• _Seite_
◇ ◇ ◇
# taz.de -- Tesla, der Ökostrom und die Krisen: Öl war leider nie knapp
       
       > Selbst Kriege drosseln das Ölangebot nicht. Viele, allen voran Tesla und
       > die Autofahrer, glauben, dass auch Ökostrom beliebig verfügbar sei.
       
 (IMG) Bild: Verlassene Tankstelle in Silas, Saudi-Arabien
       
       Wird Öl etwa knapp? Droht eine neue Weltwirtschaftskrise? Diese Fragen
       tauchten sofort auf, als bekannt wurde, dass die [1][USA den iranischen
       General Qasim Soleimani mit einer Rakete getötet] hatten. Doch ist mit
       einer Rezession nicht zu rechnen, wenn man den Spekulanten glauben darf.
       Die Finanzanleger blieben nämlich bemerkenswert gelassen.
       
       Öl verteuerte sich zwar – aber nur um 3,5 Prozent. Offenbar erwarteten die
       Rohstoffspekulanten nicht, dass sich das Öl verknappen könnte, falls es zu
       einer Eskalation im Nahen Osten kommt. Ähnlich entspannt waren auch alle
       anderen Börsianer: Nach der US-Attacke auf Soleimani fiel der deutsche
       Aktienindex DAX nur um rund 3 Prozent und hat sich inzwischen erholt.
◇ ◇ ◇
• _Kurze Aufgabe 1_
Gib den Artikel über Öl, Tesla und Ökostrom vollständig und wortgetreu wieder.

Gespeicherte Einträge aus einer Sammlung:
◇ ◇ ◇
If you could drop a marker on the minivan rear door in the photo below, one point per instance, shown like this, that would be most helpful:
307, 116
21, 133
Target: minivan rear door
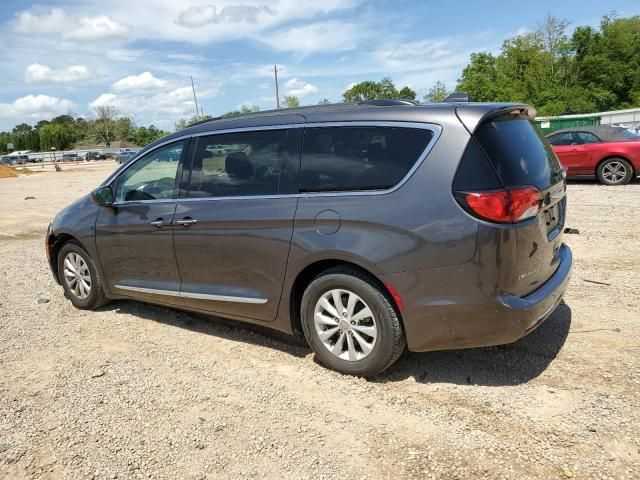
522, 157
134, 238
234, 221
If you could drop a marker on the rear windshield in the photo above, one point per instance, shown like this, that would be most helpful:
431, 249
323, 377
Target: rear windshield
519, 153
629, 135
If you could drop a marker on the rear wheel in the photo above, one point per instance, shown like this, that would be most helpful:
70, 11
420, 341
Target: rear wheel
79, 277
614, 171
350, 323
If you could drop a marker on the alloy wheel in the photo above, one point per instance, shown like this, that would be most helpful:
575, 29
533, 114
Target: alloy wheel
77, 275
345, 325
614, 172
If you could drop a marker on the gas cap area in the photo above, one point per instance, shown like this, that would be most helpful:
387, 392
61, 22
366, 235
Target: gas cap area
327, 222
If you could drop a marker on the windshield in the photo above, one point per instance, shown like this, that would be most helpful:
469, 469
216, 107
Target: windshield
629, 135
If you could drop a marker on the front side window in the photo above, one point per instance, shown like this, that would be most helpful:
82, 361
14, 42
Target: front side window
151, 177
562, 139
359, 158
586, 137
262, 162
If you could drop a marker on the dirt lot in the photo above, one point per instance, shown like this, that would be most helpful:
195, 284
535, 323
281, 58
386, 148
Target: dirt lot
139, 391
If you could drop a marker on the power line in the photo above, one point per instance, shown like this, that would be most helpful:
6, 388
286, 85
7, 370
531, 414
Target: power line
195, 99
275, 72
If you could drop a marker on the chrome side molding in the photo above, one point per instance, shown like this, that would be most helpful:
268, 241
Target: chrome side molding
198, 296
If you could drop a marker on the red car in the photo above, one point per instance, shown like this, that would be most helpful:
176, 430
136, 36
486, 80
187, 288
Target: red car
610, 154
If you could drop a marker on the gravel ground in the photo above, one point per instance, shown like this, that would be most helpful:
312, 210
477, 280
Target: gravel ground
140, 391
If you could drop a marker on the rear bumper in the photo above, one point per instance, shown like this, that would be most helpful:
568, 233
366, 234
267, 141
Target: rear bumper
458, 314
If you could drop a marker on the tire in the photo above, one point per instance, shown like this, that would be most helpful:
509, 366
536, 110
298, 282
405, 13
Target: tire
364, 344
81, 262
614, 171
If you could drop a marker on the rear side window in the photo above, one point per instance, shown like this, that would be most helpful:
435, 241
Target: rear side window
562, 139
586, 137
263, 162
359, 158
519, 153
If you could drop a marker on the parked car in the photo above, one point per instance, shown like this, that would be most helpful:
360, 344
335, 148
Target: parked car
9, 160
95, 156
71, 157
635, 129
610, 154
391, 225
124, 156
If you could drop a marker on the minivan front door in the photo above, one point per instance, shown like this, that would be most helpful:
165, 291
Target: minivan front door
237, 220
134, 238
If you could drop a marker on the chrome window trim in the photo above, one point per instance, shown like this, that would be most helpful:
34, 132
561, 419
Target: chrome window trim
434, 128
197, 296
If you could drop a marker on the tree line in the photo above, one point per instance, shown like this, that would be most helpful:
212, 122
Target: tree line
65, 131
593, 69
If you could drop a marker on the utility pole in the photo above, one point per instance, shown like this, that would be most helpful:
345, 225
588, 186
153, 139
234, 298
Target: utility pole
195, 99
275, 72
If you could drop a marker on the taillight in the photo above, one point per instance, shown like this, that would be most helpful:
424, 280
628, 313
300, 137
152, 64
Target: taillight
502, 206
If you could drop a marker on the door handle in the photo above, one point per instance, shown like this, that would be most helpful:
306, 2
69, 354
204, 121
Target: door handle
158, 222
186, 221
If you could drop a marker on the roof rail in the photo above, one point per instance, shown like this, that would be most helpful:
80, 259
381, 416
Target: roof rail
457, 97
387, 102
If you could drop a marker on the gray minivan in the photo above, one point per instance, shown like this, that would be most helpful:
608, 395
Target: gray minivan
367, 228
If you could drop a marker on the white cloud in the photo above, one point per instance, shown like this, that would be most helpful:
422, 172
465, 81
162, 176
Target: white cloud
35, 107
149, 99
96, 28
144, 81
200, 15
57, 21
329, 36
38, 73
423, 52
52, 22
298, 88
125, 54
170, 20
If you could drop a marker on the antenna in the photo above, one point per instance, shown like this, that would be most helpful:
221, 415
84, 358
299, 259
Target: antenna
275, 72
195, 99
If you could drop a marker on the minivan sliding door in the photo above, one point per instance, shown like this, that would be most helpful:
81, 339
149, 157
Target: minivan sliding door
236, 220
135, 237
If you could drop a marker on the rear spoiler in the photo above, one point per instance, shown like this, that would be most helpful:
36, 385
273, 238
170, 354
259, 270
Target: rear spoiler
471, 115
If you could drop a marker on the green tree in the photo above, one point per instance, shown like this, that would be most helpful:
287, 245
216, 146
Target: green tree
56, 135
595, 69
370, 90
407, 93
103, 128
243, 110
290, 101
144, 135
437, 93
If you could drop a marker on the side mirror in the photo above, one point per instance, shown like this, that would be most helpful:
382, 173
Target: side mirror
102, 196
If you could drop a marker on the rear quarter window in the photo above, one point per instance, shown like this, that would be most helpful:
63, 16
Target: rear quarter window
519, 153
359, 158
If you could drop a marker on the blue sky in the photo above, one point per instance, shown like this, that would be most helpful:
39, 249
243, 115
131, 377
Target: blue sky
137, 55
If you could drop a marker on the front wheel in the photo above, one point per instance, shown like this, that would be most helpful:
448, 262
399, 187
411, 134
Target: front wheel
79, 277
350, 323
614, 171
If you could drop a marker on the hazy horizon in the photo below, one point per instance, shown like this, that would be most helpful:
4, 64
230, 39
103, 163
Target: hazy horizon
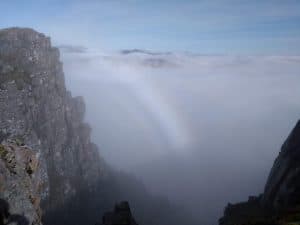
195, 98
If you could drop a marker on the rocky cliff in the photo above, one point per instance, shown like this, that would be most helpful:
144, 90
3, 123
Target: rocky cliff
38, 111
280, 202
46, 153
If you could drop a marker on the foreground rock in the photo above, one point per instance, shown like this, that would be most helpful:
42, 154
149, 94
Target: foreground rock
37, 109
21, 185
70, 179
280, 202
120, 215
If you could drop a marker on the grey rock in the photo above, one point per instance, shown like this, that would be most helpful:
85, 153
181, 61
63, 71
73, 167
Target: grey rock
37, 110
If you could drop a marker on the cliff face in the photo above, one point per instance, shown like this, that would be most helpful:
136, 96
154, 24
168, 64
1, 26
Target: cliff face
283, 186
280, 202
38, 111
21, 184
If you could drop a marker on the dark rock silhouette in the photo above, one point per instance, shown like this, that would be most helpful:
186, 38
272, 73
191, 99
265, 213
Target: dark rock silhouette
6, 218
280, 202
4, 211
120, 216
47, 160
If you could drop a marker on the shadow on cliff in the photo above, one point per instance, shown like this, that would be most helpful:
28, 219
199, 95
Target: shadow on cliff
6, 218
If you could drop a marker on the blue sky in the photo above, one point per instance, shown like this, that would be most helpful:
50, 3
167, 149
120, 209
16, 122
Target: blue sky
268, 27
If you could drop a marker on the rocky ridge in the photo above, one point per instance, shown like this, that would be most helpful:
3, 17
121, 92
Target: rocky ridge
280, 202
37, 110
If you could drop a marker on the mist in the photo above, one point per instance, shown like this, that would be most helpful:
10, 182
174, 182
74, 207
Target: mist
201, 130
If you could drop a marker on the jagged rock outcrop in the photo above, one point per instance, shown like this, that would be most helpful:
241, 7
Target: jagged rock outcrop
21, 183
120, 215
72, 182
283, 186
37, 109
280, 202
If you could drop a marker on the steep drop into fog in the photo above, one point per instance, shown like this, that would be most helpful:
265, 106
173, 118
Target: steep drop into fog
201, 130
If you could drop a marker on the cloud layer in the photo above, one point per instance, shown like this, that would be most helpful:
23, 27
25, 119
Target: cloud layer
201, 129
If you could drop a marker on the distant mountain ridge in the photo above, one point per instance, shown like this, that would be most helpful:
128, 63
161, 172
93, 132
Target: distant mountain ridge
50, 171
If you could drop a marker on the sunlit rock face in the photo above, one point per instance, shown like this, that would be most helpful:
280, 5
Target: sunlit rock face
280, 202
37, 109
21, 184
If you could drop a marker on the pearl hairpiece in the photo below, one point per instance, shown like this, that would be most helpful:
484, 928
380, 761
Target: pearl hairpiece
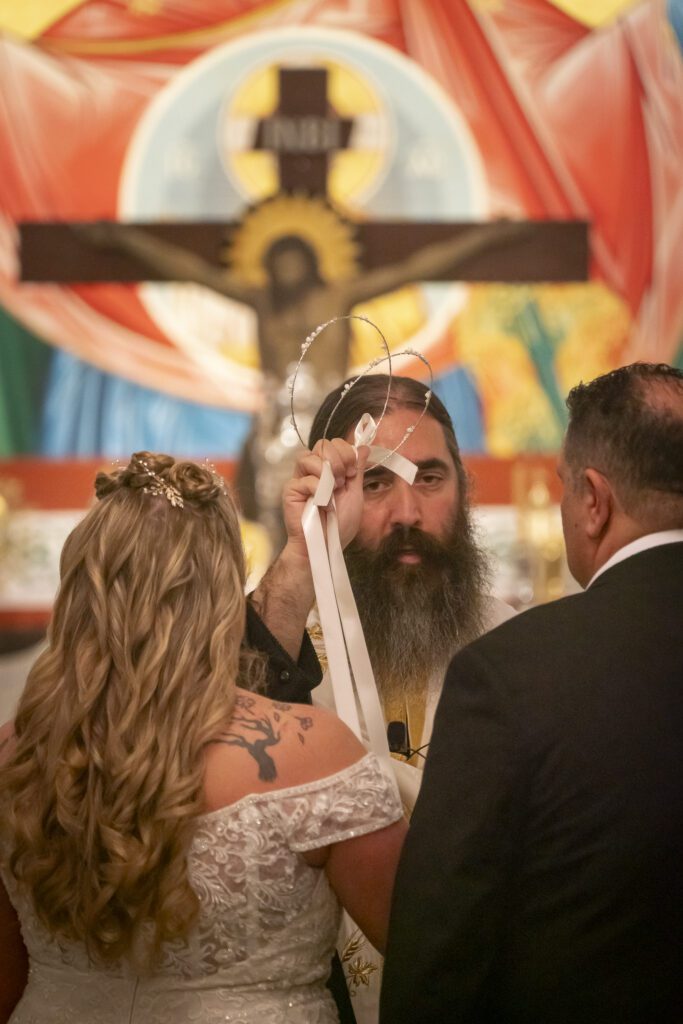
162, 488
◇ ◇ ◇
• _Kurze Aufgabe 2_
Ändere in den Einträgen „pearl hairpiece“ zu „pearl hair comb“, beginnend mit der Zeile, die „If you could drop a marker on the pearl“ enthält, bis zum Ende der Einträge. Gib nur diese Zeilen sonst unverändert wieder und lass die Bilder weg.

• _Richtiges Ergebnis 1_
# taz.de -- Tesla, der Ökostrom und die Krisen: Öl war leider nie knapp
       
       > Selbst Kriege drosseln das Ölangebot nicht. Viele, allen voran Tesla und
       > die Autofahrer, glauben, dass auch Ökostrom beliebig verfügbar sei.
       
 (IMG) Bild: Verlassene Tankstelle in Silas, Saudi-Arabien
       
       Wird Öl etwa knapp? Droht eine neue Weltwirtschaftskrise? Diese Fragen
       tauchten sofort auf, als bekannt wurde, dass die [1][USA den iranischen
       General Qasim Soleimani mit einer Rakete getötet] hatten. Doch ist mit
       einer Rezession nicht zu rechnen, wenn man den Spekulanten glauben darf.
       Die Finanzanleger blieben nämlich bemerkenswert gelassen.
       
       Öl verteuerte sich zwar – aber nur um 3,5 Prozent. Offenbar erwarteten die
       Rohstoffspekulanten nicht, dass sich das Öl verknappen könnte, falls es zu
       einer Eskalation im Nahen Osten kommt. Ähnlich entspannt waren auch alle
       anderen Börsianer: Nach der US-Attacke auf Soleimani fiel der deutsche
       Aktienindex DAX nur um rund 3 Prozent und hat sich inzwischen erholt.

• _Richtiges Ergebnis 2_
If you could drop a marker on the pearl hair comb in the photo below, one point per instance, shown like this, that would be most helpful:
484, 928
380, 761
Target: pearl hair comb
162, 488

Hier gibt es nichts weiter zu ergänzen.